### Tâche demandée A
Reprenez le passage sur les réseaux sociaux entre "Une marque qui" et "services, sont légions." inclus, en remplaçant "consommateur" par "utilisateur".

### Passage retenu
▽
Les réseaux sociaux sont parvenus à rendre leurs utilisateurs littéralement dépendants, se dotant ainsi d’un formidable avantage compétitif. Mais en rendant les gens accro, les géants de l’Internet ont peut-être également créé les conditions de leur propre disparition.

 

Nous avons tous des habitudes et la nature humaine est ainsi faite qu’il nous est difficile de nous en défaire. Il suffit de penser à nos bonnes résolutions de la rentrée ou du début d’année (reprendre le sport, arrêter de fumer, commencer un régime…) pour rapidement voir que les comportements que nous avons tenté de chasser, reviennent au galop.

 

Rendre les utilisateurs dépendants

 

Une marque qui est parvenue à créer des habitudes chez un consommateur en tire un profit certain. Les plateformes en général et les réseaux sociaux l’ont bien compris. Les avantages qu’une entreprise tire de clients non plus simplement fidèles, mais addicts à leurs services, sont légions.
△
### Tâche demandée B
Relevez et recopiez chaque ligne du listing ci-dessous qui contient la chaîne "green", en tenant compte de la casse.

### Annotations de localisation
▽
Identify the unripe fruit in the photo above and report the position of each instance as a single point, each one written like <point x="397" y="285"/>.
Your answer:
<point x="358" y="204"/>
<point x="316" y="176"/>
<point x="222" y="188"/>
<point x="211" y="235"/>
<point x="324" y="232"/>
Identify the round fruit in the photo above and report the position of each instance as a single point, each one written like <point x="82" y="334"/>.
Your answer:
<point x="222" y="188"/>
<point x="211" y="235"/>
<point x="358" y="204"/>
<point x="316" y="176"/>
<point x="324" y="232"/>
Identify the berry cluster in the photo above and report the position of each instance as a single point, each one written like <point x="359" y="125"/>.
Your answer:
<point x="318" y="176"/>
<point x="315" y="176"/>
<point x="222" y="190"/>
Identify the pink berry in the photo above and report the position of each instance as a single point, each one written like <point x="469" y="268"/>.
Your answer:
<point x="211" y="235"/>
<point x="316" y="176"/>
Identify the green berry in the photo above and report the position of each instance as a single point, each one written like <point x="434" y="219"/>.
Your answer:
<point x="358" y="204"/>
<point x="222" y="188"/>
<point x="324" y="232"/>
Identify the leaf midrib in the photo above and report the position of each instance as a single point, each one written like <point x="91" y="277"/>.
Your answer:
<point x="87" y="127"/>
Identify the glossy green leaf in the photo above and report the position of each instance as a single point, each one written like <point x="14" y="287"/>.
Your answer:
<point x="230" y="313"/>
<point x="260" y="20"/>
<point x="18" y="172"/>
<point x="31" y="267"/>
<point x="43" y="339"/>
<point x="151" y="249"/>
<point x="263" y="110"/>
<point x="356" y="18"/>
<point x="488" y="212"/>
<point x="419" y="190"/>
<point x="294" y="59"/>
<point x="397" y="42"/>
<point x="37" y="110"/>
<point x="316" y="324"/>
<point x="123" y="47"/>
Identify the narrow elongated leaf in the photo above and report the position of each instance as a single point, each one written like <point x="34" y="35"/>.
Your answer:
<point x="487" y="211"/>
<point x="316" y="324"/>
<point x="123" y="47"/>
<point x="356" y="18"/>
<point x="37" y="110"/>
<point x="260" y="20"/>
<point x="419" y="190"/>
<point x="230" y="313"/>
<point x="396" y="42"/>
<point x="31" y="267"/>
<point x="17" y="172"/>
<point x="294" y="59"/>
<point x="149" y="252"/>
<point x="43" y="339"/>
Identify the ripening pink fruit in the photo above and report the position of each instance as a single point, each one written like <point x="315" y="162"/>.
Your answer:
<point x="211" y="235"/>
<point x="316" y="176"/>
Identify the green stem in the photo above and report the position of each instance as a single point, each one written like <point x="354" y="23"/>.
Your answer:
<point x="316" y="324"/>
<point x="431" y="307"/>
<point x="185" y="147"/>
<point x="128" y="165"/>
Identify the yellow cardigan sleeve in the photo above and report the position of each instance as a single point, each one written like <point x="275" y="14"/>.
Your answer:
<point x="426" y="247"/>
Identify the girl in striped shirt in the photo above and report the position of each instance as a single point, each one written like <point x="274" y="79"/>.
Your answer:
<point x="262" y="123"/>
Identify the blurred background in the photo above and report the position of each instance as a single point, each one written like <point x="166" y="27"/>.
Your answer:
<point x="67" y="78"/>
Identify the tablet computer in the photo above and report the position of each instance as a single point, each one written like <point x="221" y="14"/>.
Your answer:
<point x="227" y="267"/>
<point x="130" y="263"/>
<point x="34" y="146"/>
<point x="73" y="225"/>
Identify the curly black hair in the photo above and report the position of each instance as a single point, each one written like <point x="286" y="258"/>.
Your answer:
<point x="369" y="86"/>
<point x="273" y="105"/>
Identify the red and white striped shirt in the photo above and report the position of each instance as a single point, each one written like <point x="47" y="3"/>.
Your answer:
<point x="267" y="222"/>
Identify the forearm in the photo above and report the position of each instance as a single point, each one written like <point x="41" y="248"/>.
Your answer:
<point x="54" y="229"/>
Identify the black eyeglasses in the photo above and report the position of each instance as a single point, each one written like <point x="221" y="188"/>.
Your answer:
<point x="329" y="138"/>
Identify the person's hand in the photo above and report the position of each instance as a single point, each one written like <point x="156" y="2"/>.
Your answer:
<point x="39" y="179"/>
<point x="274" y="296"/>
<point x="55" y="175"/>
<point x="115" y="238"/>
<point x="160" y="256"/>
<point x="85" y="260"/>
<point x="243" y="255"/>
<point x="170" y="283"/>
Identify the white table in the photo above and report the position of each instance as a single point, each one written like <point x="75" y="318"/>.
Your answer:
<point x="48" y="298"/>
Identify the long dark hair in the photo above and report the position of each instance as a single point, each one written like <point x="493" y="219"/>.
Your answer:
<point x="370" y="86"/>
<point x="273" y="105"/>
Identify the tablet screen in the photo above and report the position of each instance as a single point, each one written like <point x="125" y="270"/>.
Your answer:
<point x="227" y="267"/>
△
### Réponse finale A
Une marque qui est parvenue à créer des habitudes chez un utilisateur en tire un profit certain. Les plateformes en général et les réseaux sociaux l’ont bien compris. Les avantages qu’une entreprise tire de clients non plus simplement fidèles, mais addicts à leurs services, sont légions.

### Réponse finale B
Identify the green berry in the photo above and report the position of each instance as a single point, each one written like <point x="434" y="219"/>.
Identify the glossy green leaf in the photo above and report the position of each instance as a single point, each one written like <point x="14" y="287"/>.
Identify the green stem in the photo above and report the position of each instance as a single point, each one written like <point x="354" y="23"/>.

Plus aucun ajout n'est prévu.